● **Document**
>> begin
You're supposed to feel this way, sickened and offended and unable to pin the blame solely on the film itself. In the face of all the spectacular violence of American cinema, Haneke is trying to show violence for what it is, absurd, evil and in no way 'entertaining.' And that's why I would disagree with you perhaps only about the relative 'artistic' merits of the film. He's a hell of a filmmaker because he's made a horrifying movie that excludes all the little 'redemptive' and 'cathartic' elements that make the average splatter movie into an entertaining experience. This might not be fun to watch, and it might challenge one's notions of what constitutes cinematic 'art,' but as an avant-garde filmmaker that's exactly what Haneke is going for!
tweaked
Hockeymom
Posted 8:54 AM 14/3/08
@tweaked:
Thanks for your analysis. I appreciate your passion and thoughtfulness on this topic. (I'm being sincere...it's refreshing).
And don't judge me too harshly if you see me at Enchanted with my kids...I'm not above paying money to see "happily ever after!"
Hockeymom
hildy
Posted 9:43 AM 14/3/08
I've seen both versions and they are both masterfully directed and perfectly acted and are probably the most horrendously upsetting film-watching experiences of my entire life.
If you have the strength and fortitude to take it, I highly recommend it.
I completely agree with everything @tweaked said.
Some day I would love to share the hilarious/horrifying experience I had helping work on music clearance for this film. But I fear I would be hunted down.
>> end
● **Dataset excerpts**
>> begin
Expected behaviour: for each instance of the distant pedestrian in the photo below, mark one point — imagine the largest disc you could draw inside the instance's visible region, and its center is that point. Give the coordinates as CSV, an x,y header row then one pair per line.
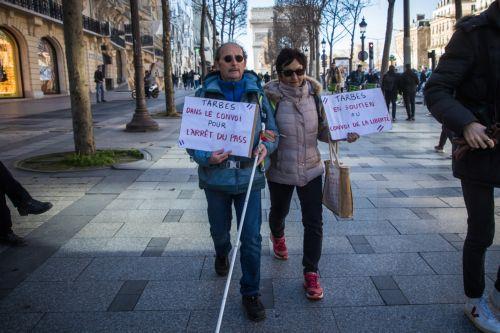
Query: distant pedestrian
x,y
463,94
390,89
409,83
22,200
99,84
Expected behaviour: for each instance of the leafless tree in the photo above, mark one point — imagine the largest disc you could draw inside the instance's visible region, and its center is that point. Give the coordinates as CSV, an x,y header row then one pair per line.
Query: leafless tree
x,y
388,36
83,133
354,9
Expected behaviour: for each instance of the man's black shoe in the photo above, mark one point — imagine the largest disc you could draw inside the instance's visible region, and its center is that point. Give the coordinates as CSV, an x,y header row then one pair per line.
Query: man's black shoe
x,y
12,239
33,206
221,265
254,308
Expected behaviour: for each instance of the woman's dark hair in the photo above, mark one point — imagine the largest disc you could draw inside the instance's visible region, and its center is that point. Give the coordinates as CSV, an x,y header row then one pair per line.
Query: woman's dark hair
x,y
287,56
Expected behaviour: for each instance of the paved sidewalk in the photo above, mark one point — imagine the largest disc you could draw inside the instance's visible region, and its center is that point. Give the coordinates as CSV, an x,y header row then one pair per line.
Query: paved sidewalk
x,y
130,251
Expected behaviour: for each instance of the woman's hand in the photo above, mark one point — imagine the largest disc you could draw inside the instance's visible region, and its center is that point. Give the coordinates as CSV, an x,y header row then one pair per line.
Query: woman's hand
x,y
351,137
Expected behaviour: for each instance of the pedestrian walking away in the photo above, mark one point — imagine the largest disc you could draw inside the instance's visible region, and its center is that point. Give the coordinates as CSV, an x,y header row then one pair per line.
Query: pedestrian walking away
x,y
296,164
225,178
390,89
409,83
463,93
22,200
99,84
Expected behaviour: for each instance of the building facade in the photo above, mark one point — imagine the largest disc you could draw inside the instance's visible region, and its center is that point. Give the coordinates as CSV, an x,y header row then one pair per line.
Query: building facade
x,y
420,39
443,23
261,25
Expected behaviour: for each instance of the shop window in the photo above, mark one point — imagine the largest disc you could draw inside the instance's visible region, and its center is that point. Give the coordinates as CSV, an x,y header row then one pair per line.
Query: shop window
x,y
10,80
47,62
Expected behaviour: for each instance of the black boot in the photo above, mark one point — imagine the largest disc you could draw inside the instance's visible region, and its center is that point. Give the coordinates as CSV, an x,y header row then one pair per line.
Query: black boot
x,y
254,308
32,206
221,265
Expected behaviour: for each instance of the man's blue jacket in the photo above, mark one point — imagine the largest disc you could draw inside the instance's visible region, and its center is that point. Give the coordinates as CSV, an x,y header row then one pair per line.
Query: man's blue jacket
x,y
236,181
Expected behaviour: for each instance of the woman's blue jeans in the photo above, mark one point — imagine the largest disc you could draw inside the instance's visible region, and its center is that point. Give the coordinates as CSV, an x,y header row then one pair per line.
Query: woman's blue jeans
x,y
220,216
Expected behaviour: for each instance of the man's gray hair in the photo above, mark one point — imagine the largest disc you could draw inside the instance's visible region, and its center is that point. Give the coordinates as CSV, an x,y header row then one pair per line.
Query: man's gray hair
x,y
218,52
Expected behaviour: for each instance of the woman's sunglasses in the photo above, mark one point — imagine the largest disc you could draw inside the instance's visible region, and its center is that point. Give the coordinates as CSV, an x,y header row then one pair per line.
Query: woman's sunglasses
x,y
229,58
298,72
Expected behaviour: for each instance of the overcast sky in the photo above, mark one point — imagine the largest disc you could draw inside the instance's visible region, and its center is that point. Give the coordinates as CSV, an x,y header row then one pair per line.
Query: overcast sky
x,y
375,17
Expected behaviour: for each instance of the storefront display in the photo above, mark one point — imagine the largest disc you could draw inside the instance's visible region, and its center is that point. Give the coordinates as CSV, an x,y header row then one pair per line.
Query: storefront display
x,y
48,67
10,82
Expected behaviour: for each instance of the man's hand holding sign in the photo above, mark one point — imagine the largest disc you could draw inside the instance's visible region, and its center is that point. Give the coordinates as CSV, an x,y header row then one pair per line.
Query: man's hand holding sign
x,y
363,112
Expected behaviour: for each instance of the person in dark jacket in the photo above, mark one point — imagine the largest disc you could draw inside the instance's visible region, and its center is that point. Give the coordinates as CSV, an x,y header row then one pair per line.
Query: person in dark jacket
x,y
390,89
225,177
463,93
409,83
22,200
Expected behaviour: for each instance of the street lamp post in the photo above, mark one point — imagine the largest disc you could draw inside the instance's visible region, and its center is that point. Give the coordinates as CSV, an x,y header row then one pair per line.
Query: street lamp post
x,y
362,30
323,62
141,121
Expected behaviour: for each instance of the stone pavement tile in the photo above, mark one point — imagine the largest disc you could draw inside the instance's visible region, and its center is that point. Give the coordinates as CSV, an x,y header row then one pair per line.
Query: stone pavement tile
x,y
319,320
187,294
19,322
130,216
393,297
373,264
407,202
125,204
99,230
331,245
458,214
409,243
143,268
174,204
60,296
89,205
430,226
103,247
456,202
451,262
59,269
143,186
433,192
119,322
447,318
383,214
148,194
429,289
352,291
164,230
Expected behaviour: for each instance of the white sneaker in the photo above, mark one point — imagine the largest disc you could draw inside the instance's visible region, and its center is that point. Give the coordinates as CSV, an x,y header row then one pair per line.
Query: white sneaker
x,y
479,312
495,299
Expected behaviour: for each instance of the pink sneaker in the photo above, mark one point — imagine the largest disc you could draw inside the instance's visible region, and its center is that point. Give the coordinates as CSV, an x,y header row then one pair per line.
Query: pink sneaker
x,y
314,291
279,248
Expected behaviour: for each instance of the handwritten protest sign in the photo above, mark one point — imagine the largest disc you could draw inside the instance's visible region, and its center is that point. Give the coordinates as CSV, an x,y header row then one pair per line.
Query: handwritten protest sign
x,y
212,124
363,112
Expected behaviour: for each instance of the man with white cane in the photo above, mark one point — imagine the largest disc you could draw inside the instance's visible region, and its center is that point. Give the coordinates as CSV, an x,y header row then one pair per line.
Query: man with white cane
x,y
226,178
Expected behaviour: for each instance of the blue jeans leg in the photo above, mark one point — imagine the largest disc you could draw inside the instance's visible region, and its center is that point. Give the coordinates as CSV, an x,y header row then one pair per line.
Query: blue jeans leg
x,y
250,242
219,217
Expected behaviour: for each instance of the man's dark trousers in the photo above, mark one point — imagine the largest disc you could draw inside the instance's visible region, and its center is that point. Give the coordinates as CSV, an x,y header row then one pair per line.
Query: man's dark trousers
x,y
409,99
16,193
480,204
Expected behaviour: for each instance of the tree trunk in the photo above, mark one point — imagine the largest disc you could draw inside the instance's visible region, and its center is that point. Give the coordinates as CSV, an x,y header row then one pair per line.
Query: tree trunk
x,y
458,9
202,38
388,37
167,59
83,133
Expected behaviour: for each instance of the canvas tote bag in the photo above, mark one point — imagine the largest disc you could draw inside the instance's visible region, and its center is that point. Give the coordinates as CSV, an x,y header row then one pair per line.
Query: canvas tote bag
x,y
337,194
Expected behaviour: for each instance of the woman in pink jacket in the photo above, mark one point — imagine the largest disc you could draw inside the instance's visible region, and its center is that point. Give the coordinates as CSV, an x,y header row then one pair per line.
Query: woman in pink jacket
x,y
296,163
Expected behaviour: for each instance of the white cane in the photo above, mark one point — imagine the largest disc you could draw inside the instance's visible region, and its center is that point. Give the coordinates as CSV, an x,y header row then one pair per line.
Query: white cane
x,y
235,250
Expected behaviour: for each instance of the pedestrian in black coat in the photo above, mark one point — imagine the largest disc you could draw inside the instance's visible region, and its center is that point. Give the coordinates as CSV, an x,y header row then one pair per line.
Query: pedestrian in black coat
x,y
463,93
409,83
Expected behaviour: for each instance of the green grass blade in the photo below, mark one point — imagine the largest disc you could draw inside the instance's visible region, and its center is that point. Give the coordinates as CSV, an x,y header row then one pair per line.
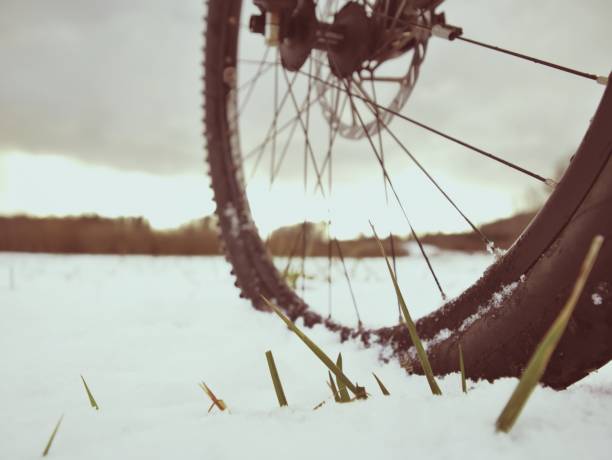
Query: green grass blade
x,y
462,369
541,357
92,401
433,385
358,391
52,437
332,386
382,386
278,387
342,391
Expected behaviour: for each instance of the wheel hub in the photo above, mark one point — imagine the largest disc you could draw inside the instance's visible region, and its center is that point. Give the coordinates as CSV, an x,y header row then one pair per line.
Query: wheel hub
x,y
352,39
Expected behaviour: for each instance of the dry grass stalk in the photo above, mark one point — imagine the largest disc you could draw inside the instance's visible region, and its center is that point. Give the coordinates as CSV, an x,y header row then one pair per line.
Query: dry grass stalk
x,y
358,391
462,369
278,387
414,336
333,388
382,386
52,437
342,391
318,406
541,357
92,401
219,403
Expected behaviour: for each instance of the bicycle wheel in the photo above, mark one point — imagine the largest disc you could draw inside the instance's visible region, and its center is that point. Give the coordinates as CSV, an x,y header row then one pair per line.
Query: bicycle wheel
x,y
502,316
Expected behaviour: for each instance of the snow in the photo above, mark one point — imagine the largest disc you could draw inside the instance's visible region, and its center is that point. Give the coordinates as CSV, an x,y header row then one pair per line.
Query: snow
x,y
144,331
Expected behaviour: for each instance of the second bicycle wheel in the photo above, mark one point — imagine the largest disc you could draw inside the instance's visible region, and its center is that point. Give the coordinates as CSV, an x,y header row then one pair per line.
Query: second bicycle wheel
x,y
276,117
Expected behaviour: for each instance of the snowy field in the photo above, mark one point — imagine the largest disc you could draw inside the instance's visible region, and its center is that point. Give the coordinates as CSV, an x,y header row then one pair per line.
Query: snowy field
x,y
144,331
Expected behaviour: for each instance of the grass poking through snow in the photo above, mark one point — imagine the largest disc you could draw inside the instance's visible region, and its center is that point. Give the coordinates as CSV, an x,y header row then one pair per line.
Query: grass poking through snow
x,y
52,437
92,400
541,357
414,336
462,369
342,391
333,388
219,403
358,391
278,387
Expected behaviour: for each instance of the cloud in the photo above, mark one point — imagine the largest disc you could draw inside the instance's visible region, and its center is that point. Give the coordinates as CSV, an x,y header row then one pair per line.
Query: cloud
x,y
118,84
112,83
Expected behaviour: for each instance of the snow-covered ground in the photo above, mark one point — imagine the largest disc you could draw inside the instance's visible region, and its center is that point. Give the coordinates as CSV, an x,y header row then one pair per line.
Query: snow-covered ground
x,y
144,331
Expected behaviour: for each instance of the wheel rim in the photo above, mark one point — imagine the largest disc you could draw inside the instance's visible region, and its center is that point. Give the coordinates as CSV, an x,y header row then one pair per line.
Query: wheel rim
x,y
258,276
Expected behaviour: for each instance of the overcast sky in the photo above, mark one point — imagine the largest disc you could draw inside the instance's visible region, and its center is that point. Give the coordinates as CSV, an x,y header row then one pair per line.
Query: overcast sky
x,y
110,92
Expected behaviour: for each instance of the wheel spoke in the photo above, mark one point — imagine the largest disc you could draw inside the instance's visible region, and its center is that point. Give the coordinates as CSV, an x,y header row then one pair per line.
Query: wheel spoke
x,y
480,151
305,131
488,243
399,202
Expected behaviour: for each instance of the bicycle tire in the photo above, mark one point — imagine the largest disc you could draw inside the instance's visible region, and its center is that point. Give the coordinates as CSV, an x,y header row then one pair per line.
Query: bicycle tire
x,y
537,272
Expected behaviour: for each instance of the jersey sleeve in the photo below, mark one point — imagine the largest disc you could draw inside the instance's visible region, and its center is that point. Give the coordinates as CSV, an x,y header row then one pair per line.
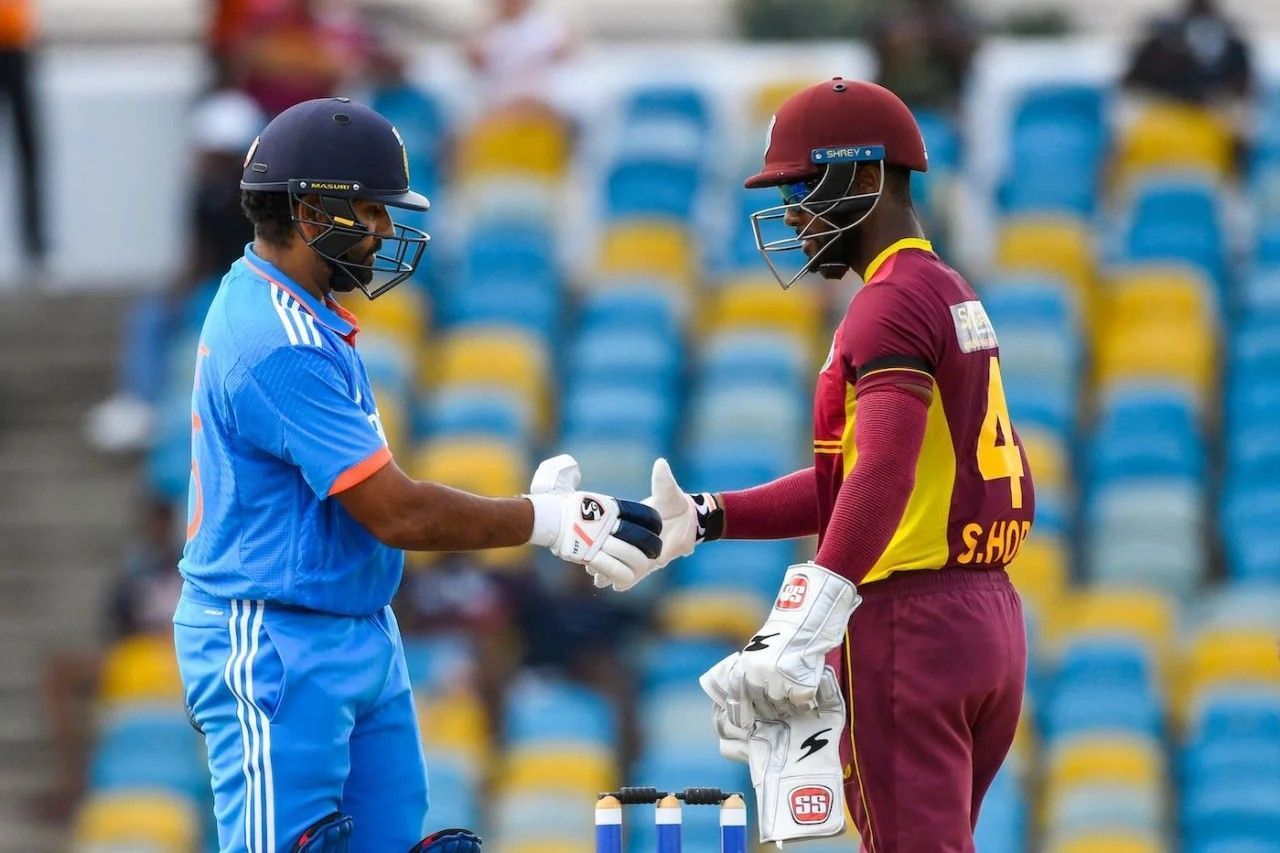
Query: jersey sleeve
x,y
296,404
888,340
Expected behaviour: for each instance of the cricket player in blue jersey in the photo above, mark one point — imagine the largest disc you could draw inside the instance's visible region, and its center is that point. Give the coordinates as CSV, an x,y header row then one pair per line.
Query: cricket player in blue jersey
x,y
289,653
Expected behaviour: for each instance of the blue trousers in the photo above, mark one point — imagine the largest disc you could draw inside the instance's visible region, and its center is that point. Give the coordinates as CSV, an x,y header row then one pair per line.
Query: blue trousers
x,y
304,714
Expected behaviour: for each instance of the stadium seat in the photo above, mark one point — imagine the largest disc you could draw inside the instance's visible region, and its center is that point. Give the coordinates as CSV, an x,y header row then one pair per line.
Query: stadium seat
x,y
144,822
1174,136
571,769
494,357
1057,137
513,144
1178,219
727,612
1050,246
647,247
760,304
650,187
460,411
141,669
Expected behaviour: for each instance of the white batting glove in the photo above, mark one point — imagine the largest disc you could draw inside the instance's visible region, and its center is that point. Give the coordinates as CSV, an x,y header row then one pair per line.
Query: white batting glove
x,y
686,519
796,771
784,662
615,539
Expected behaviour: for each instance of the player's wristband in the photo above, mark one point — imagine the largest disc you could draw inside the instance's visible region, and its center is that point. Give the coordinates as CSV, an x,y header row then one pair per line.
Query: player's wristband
x,y
711,518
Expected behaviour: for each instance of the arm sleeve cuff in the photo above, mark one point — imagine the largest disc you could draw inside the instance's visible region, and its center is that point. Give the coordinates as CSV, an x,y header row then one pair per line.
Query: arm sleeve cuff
x,y
361,471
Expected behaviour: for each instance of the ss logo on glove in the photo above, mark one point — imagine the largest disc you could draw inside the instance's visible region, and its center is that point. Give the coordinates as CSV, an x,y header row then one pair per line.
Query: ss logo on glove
x,y
792,593
592,510
810,804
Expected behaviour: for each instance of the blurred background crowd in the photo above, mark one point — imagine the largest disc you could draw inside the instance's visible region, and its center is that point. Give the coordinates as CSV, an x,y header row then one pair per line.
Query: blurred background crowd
x,y
594,288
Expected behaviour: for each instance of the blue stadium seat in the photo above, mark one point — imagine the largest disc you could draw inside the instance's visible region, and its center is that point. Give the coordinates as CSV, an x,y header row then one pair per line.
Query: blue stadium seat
x,y
639,306
604,410
650,187
470,411
625,357
679,103
547,708
1004,817
1056,144
1251,529
1180,220
679,662
771,357
438,660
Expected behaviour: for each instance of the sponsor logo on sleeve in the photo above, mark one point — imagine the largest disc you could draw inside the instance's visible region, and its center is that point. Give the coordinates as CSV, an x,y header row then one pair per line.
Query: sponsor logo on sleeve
x,y
810,804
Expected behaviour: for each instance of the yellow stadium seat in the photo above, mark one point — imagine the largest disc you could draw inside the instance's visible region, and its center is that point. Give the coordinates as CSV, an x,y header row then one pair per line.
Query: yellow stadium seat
x,y
1230,656
141,669
705,612
1047,457
1051,245
649,249
1174,136
1144,615
1105,758
762,304
566,845
1153,351
1041,573
526,145
494,356
456,721
393,415
572,769
1106,843
151,821
1165,293
769,96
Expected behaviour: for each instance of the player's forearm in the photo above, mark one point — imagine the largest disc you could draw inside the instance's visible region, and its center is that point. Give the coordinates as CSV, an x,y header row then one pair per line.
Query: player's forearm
x,y
785,509
871,505
429,516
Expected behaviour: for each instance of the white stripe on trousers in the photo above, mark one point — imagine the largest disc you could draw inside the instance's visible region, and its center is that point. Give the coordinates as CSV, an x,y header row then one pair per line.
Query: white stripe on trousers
x,y
246,617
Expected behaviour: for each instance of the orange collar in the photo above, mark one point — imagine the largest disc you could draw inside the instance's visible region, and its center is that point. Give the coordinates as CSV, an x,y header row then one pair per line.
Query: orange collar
x,y
895,247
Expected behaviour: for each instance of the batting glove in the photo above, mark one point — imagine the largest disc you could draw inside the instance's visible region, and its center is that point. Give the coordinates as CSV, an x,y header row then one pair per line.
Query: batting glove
x,y
686,519
782,664
796,771
615,539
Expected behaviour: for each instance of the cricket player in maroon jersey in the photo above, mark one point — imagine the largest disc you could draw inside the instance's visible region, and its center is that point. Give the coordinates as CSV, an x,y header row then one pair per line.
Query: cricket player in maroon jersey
x,y
919,493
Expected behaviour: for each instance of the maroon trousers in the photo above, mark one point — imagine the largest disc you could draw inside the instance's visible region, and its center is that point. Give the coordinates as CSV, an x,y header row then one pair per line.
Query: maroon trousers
x,y
933,670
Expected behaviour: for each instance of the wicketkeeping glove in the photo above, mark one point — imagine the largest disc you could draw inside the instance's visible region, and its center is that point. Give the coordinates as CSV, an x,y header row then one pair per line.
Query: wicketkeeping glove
x,y
615,539
686,519
784,662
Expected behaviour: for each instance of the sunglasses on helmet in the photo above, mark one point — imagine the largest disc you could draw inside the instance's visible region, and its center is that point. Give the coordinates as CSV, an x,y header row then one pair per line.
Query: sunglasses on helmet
x,y
794,194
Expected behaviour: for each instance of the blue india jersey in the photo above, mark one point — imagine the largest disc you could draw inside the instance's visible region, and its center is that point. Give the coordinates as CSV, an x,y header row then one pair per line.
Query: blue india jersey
x,y
283,418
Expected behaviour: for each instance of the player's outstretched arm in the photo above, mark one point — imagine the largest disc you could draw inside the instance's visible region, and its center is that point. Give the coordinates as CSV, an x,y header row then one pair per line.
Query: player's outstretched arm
x,y
613,538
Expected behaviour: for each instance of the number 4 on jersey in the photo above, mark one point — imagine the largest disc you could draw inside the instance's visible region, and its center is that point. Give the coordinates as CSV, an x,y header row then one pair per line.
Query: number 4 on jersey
x,y
999,457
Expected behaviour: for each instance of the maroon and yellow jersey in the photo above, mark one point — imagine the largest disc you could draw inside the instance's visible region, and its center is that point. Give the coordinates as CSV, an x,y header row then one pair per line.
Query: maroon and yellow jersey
x,y
918,322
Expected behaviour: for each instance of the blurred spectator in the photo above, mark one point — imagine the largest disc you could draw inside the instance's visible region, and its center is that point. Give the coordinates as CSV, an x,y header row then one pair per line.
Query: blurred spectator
x,y
286,51
17,39
1196,55
515,53
223,126
141,602
923,51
>> end
● **Problems and tasks**
A: Using the comment thread on Haneke's film, decide whether each statement agrees with it: (i) hildy has watched both versions of the film; (ii) Hockeymom says she would never pay to see "happily ever after"; (iii) the opening comment says the film keeps the redemptive and cathartic elements of the average splatter movie. Answer yes or no for each and quote the words that decide it.
B: Extend the comment thread on Haneke's film, starting right after its final sentence.

● **Results in order**
A:
(i) Yes: "I've seen both versions"
(ii) No: "I'm not above paying money to see "happily ever after!""
(iii) No: "excludes all the little 'redemptive' and 'cathartic' elements"

B:
hildy
Legowombat
Posted 12:15 PM 14/3/08
Great - now Hollywood isn't just recycling movie ideas, it's repeating the advertising hooks, and related critical discourse.
The shocking 'endurance test' hype and moral outrage here is just a recycling of the kerfluffle over Wes Craven's 'The Last House On The Left', and that was 36 years ago.
I'm so bored of pretentious filmmakers who think they're preaching some grand insight into human nature than the rest of us already figured out years ago. As long as writer's need conflict to create drama and forward momentum in a story, violence, (or the threat of it), will be used as a dramatic device - unless you're making boring arthouse films without narrative drive or climax.
Let me get this straight: 'Funny Games' is a film that revels in the use of violence in an exploitative fashion, whilst having a character awkwardly and patronisingly point out to the audience how moronic / psychologically-suspect they are for viewing it, (whilst ignoring turning the light of scathing insight back onto the filmmaker thought it was worth the time, effort and expense making said film - in this case, twice), creating a combatative response in the viewer that makes them want to yell obscenities at the filmmaker and leave halfway through?
That's a damn accurate description of the recent 'Stone Cold' Steve Austin howler 'The Condemned'. No-one thought that was art. You can't have it both ways.
Legowombat
Cacafuego
Posted 2:12 PM 14/3/08
Oh, and this fluffernut ain't nuttin'. Try watching THE MAN BEHIND THE SUN. [en.wikipedia.org]
Cacafuego
Cacafuego
Posted 2:12 PM 14/3/08
I'm just waiting for the art house version of Cannibal Holocaust.
Cacafuego
Omelas
Posted 2:56 PM 14/3/08
Plus, the original had Ulrich Mühe, who's pretty damn amazing.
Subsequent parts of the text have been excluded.